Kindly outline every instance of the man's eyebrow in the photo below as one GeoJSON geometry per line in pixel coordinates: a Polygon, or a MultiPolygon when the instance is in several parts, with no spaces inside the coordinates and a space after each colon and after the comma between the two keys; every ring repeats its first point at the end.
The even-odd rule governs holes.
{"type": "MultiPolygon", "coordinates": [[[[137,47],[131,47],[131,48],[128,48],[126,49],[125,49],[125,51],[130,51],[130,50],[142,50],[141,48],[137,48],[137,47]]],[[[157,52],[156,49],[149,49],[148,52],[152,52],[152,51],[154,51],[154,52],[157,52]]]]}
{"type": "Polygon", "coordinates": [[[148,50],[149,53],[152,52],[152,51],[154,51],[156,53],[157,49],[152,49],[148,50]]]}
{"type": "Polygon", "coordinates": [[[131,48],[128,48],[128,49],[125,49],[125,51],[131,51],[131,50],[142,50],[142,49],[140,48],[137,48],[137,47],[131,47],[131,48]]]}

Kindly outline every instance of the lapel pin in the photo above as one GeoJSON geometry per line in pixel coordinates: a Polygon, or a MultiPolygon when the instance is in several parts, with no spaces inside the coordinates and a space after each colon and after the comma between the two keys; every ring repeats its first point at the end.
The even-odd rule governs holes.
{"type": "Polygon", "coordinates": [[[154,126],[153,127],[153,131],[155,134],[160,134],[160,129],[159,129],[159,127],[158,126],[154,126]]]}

———

Prompt> Present every non-blank line of the records above as a Markdown table with two columns, Row and Line, where Row numbers the lines consecutively and Line holds each line's text.

Result>
| Row | Line |
|---|---|
| 1 | Kindly outline every instance of the man's eyebrow in the photo below as one GeoJSON geometry per line in pixel coordinates: a Polygon, or a MultiPolygon when the instance is in several parts, with no spaces inside the coordinates and a space after each colon and after the comma between the two keys; every ring repeats its first point at the end. |
| 2 | The even-odd rule governs holes. |
| 3 | {"type": "MultiPolygon", "coordinates": [[[[137,47],[131,47],[131,48],[128,48],[126,49],[125,49],[125,51],[130,51],[130,50],[142,50],[141,48],[137,48],[137,47]]],[[[157,52],[156,49],[149,49],[148,52],[152,52],[152,51],[154,51],[154,52],[157,52]]]]} |
| 4 | {"type": "Polygon", "coordinates": [[[148,50],[149,53],[152,52],[152,51],[154,51],[156,53],[157,49],[152,49],[148,50]]]} |
| 5 | {"type": "Polygon", "coordinates": [[[131,48],[128,48],[128,49],[125,49],[125,51],[131,51],[131,50],[142,50],[142,49],[140,48],[137,48],[137,47],[131,47],[131,48]]]} |
| 6 | Kindly outline every instance of the lapel pin in the photo above as one GeoJSON geometry per line in pixel coordinates: a Polygon, or a MultiPolygon when the instance is in several parts, with no spaces inside the coordinates and a space after each colon and after the comma between the two keys; every ring repeats its first point at the end. |
| 7 | The even-odd rule governs holes. |
| 8 | {"type": "Polygon", "coordinates": [[[154,126],[153,127],[153,131],[155,134],[160,134],[160,129],[159,129],[159,127],[158,126],[154,126]]]} |